Records
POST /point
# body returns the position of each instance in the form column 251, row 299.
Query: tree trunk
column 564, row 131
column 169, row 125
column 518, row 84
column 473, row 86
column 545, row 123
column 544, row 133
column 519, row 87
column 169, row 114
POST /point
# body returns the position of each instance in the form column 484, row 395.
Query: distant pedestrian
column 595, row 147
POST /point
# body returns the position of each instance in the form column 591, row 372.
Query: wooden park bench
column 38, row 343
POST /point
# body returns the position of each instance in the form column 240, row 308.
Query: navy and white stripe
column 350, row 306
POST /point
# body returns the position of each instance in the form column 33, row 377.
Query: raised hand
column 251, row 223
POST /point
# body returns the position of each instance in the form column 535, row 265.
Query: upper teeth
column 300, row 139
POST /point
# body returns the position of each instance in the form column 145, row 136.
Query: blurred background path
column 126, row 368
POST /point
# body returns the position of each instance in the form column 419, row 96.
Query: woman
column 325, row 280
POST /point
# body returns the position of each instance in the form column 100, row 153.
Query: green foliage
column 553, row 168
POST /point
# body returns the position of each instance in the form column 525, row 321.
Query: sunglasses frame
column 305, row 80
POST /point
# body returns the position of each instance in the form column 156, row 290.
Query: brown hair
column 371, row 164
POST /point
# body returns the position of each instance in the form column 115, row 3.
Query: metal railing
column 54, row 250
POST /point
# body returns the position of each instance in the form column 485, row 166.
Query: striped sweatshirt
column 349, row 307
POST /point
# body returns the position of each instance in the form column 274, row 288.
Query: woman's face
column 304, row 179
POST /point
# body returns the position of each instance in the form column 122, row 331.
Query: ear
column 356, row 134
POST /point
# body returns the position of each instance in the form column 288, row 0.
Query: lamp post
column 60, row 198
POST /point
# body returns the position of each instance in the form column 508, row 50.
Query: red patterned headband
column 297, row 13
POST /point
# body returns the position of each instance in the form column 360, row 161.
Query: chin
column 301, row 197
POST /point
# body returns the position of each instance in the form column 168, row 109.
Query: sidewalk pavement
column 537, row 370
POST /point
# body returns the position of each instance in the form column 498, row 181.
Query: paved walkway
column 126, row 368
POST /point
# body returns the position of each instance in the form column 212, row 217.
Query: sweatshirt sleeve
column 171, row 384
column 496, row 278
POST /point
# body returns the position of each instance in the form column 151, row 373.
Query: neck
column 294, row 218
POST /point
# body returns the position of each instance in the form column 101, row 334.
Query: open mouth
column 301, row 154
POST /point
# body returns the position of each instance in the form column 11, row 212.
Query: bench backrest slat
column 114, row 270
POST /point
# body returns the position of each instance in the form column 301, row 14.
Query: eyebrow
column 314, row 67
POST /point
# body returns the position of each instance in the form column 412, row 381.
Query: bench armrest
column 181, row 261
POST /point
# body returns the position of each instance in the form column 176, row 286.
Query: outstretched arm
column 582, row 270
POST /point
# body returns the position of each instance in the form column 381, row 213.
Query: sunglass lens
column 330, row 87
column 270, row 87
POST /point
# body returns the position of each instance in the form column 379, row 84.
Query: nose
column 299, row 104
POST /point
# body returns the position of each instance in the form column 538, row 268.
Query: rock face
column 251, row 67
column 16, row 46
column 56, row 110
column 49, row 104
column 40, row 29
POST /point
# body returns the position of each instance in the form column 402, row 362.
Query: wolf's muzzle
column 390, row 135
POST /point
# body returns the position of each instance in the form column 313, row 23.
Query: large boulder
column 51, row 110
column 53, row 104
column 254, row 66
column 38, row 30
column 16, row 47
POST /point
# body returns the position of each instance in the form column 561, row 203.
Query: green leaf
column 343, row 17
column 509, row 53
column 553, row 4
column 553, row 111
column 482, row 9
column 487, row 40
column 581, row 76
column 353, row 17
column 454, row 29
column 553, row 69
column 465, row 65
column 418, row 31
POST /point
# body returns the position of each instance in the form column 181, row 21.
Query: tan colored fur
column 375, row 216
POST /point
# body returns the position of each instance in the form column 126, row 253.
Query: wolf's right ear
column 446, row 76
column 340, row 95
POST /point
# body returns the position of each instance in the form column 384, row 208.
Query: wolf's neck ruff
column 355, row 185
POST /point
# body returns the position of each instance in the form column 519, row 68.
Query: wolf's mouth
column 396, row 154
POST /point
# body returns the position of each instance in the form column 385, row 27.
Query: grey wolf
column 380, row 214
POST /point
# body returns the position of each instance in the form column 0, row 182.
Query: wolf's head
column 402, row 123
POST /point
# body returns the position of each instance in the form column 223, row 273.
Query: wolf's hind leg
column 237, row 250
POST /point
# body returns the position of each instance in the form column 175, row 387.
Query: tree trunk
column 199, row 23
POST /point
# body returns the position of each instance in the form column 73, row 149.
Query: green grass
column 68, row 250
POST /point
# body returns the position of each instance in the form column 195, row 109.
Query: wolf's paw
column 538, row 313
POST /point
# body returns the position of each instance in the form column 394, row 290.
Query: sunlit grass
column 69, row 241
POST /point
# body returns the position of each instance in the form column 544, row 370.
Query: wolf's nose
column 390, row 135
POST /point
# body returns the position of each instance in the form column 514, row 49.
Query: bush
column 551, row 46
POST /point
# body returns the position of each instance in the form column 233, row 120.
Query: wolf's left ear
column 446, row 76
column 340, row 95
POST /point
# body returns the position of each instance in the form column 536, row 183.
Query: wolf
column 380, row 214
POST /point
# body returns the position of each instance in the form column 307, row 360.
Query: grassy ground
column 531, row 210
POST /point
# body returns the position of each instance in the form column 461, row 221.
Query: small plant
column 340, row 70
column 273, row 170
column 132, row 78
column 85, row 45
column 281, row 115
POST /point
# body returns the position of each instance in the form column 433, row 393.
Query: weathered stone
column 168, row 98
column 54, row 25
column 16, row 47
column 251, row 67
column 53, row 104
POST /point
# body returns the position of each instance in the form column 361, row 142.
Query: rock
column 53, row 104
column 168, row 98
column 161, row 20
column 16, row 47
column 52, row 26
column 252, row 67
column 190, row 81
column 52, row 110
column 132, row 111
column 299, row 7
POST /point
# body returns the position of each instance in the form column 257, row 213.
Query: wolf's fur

### [Task statement]
Copy all the records above exactly, missing none.

### [Response to this task]
POST /point
# body returns the position of each instance in the form column 251, row 299.
Query: tree trunk
column 564, row 131
column 169, row 125
column 518, row 84
column 473, row 86
column 545, row 123
column 544, row 133
column 519, row 87
column 169, row 114
POST /point
# body returns the position of each instance in the form column 484, row 395.
Query: distant pedestrian
column 595, row 147
POST /point
# body returns the position of each instance in the form column 591, row 372.
Query: wooden park bench
column 38, row 343
POST /point
# body returns the position of each instance in the form column 240, row 308.
Query: navy and white stripe
column 350, row 306
POST /point
# body returns the position of each instance in the form column 33, row 377.
Query: raised hand
column 251, row 223
POST /point
# body returns the position of each instance in the form column 535, row 265.
Query: upper teeth
column 300, row 139
POST /point
# body returns the position of each instance in the form column 145, row 136.
Query: blurred background path
column 126, row 368
POST /point
# body returns the position of each instance in the form column 419, row 96.
Query: woman
column 325, row 280
POST /point
# body returns the position of each instance in the form column 100, row 153.
Query: green foliage
column 553, row 168
POST /point
# body returns the position of each instance in the form column 525, row 321.
Query: sunglasses frame
column 305, row 80
POST /point
# body returns the position of each instance in the form column 156, row 290.
Query: brown hair
column 371, row 164
POST /point
# body returns the position of each instance in the form column 115, row 3.
Query: metal railing
column 54, row 250
POST /point
# body returns the position of each instance in the form column 485, row 166.
Query: striped sweatshirt
column 349, row 307
POST /point
# body returns the position of each instance in the form column 274, row 288.
Query: woman's face
column 304, row 179
POST /point
# body returns the position of each instance in the form column 122, row 331.
Query: ear
column 356, row 134
POST /point
# body returns the position of each instance in the form column 288, row 0.
Query: lamp post
column 60, row 198
POST /point
# body returns the position of each instance in the form column 508, row 50.
Query: red patterned headband
column 297, row 13
POST /point
# body returns the position of each instance in the form column 360, row 161.
Query: chin
column 301, row 197
POST /point
# body returns the position of each instance in the form column 168, row 109.
Query: sidewalk pavement
column 537, row 370
POST /point
# body returns the position of each instance in the form column 498, row 181.
Query: paved walkway
column 126, row 368
POST /point
# body returns the position of each instance in the form column 212, row 217.
Query: sweatshirt sleeve
column 171, row 384
column 496, row 278
POST /point
# body returns the position of each instance in the form column 151, row 373.
Query: neck
column 294, row 218
POST /point
# body returns the position of each instance in the form column 101, row 334.
Query: open mouth
column 301, row 154
POST /point
# body returns the position of each instance in the form column 11, row 212.
Query: bench backrest slat
column 114, row 270
POST /point
# body returns the position of each instance in the form column 301, row 14.
Query: eyebrow
column 314, row 67
POST /point
# body returns the position of each instance in the form column 412, row 381.
Query: bench armrest
column 181, row 261
POST /point
# body returns the position of each instance in the form column 176, row 286.
Query: outstretched arm
column 582, row 270
POST /point
# body returns the position of each instance in the form column 381, row 213.
Query: sunglass lens
column 330, row 87
column 270, row 87
POST /point
# body returns the position of each instance in the form column 379, row 84.
Query: nose
column 299, row 104
POST /point
# body returns the position of each instance in the form column 538, row 268.
Query: rock face
column 251, row 67
column 16, row 46
column 56, row 110
column 49, row 104
column 40, row 29
POST /point
# body returns the position of each instance in the form column 402, row 362.
Query: wolf's muzzle
column 390, row 135
POST /point
# body returns the position of each instance in the form column 313, row 23.
Query: large boulder
column 51, row 110
column 53, row 104
column 254, row 66
column 38, row 30
column 16, row 47
POST /point
# body returns the position of each instance in the form column 561, row 203.
Query: green leaf
column 343, row 17
column 509, row 53
column 553, row 4
column 553, row 111
column 482, row 9
column 487, row 40
column 581, row 76
column 353, row 17
column 454, row 29
column 553, row 69
column 465, row 65
column 418, row 31
POST /point
# body returns the position of each instance in the form column 181, row 21.
Query: tan colored fur
column 375, row 216
POST /point
# body returns the position of each instance in the form column 126, row 253.
Query: wolf's right ear
column 446, row 76
column 340, row 95
POST /point
# body returns the position of each instance in the form column 384, row 208.
Query: wolf's neck ruff
column 355, row 185
POST /point
# body returns the position of each instance in the form column 519, row 68.
Query: wolf's mouth
column 396, row 154
POST /point
# body returns the position of each instance in the form column 385, row 27.
Query: grey wolf
column 380, row 214
POST /point
# body returns the position of each instance in the form column 0, row 182.
Query: wolf's head
column 402, row 123
POST /point
# body returns the position of each instance in the form column 223, row 273.
Query: wolf's hind leg
column 237, row 250
POST /point
# body returns the position of each instance in the form column 175, row 387.
Query: tree trunk
column 199, row 23
POST /point
# body returns the position of each instance in the form column 73, row 149.
Query: green grass
column 68, row 250
POST /point
# body returns the position of each instance in the form column 195, row 109.
Query: wolf's paw
column 538, row 313
POST /point
# body returns the position of each instance in the form column 394, row 290.
Query: sunlit grass
column 69, row 241
POST /point
# body returns the position of each instance in the form column 544, row 370.
Query: wolf's nose
column 390, row 135
POST /point
# body returns the position of each instance in the form column 514, row 49.
Query: bush
column 551, row 46
POST /point
# body returns the position of each instance in the form column 233, row 120.
Query: wolf's left ear
column 446, row 76
column 340, row 95
POST /point
# body returns the position of each instance in the form column 536, row 183.
Query: wolf
column 380, row 214
POST /point
# body returns the position of each instance in the form column 307, row 360.
Query: grassy ground
column 531, row 210
POST /point
# body returns the position of each instance in the form column 461, row 221.
Query: small plant
column 340, row 70
column 273, row 170
column 132, row 78
column 85, row 45
column 281, row 115
POST /point
# body returns the position of each instance in the form column 433, row 393.
Query: weathered stone
column 168, row 98
column 54, row 25
column 16, row 47
column 251, row 67
column 53, row 104
POST /point
# body returns the position of each instance in the form column 361, row 142.
Query: rock
column 53, row 104
column 168, row 98
column 161, row 20
column 16, row 47
column 52, row 26
column 252, row 67
column 190, row 81
column 52, row 110
column 132, row 111
column 299, row 7
POST /point
# body returns the position of each instance in the form column 257, row 213.
Query: wolf's fur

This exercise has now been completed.